# Start of Records for the task

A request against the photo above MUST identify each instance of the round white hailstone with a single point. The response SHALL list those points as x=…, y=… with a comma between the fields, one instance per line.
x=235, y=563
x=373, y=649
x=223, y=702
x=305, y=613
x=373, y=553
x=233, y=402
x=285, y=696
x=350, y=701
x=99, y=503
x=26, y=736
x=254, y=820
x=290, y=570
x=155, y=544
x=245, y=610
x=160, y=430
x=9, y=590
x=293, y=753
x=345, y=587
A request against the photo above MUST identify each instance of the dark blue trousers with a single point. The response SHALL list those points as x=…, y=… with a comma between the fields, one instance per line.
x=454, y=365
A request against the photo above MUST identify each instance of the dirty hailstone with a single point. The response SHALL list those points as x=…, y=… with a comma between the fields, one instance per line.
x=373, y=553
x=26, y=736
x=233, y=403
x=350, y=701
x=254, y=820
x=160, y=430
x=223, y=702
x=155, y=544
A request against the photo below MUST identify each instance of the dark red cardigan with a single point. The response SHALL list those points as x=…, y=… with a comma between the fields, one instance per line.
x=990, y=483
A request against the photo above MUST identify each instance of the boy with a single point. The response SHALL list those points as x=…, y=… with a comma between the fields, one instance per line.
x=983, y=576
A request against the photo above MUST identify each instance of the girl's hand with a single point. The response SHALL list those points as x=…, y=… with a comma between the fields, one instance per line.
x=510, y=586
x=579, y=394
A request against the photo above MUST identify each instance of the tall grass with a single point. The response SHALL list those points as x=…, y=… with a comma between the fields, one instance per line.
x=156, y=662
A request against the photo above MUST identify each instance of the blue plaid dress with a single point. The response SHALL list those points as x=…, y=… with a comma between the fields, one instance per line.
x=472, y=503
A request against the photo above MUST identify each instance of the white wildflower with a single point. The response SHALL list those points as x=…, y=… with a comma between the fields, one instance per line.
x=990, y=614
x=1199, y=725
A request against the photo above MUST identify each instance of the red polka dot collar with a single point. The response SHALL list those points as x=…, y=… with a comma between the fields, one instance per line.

# End of Records for the task

Task goal - Give the rows again, from the start through the line containing "x=156, y=662", switching every "hailstone" to "ice pellet" and leaving everything else as it is.

Exercise output -
A request against the photo above MUST identify each instance of the round white ice pellet with a single point. The response SHALL list those points as x=…, y=… with a comma between the fields, one instance per line.
x=235, y=563
x=373, y=649
x=223, y=702
x=305, y=613
x=373, y=553
x=233, y=402
x=285, y=696
x=350, y=701
x=99, y=503
x=26, y=736
x=254, y=820
x=290, y=570
x=155, y=544
x=245, y=610
x=160, y=430
x=9, y=590
x=293, y=753
x=345, y=587
A request against the photo above MUST identify each instance of the dark blue trousers with a single point. The response SHALL list those points as x=…, y=… with a comma between the fields, one instance per line.
x=454, y=365
A request against the photo above MUST identify each instance of the dirty ice pellet with a single point. The response SHALL list those points as x=…, y=… with a comma between the fields, one instance per line.
x=373, y=553
x=26, y=736
x=233, y=403
x=350, y=701
x=254, y=820
x=160, y=430
x=223, y=702
x=155, y=544
A request against the photo below MUST identify each instance of the dark red cardigan with a single point. The response SHALL list those points as x=…, y=… with a comma between the fields, one instance per line.
x=990, y=483
A request against the photo above MUST identify each instance of the boy with a single point. The response SHALL list those points as x=…, y=… with a comma between the fields, one instance per line.
x=983, y=576
A request against the photo above MUST identify each instance of the girl's hand with a single point. The response SHALL list those points as x=…, y=… with a comma between the fields, one instance per line.
x=510, y=586
x=579, y=394
A request against the photo above MUST identify each instance of the tall grass with a single point. The response SHALL list those points as x=…, y=… with a comma between the fields, one instance per line.
x=156, y=662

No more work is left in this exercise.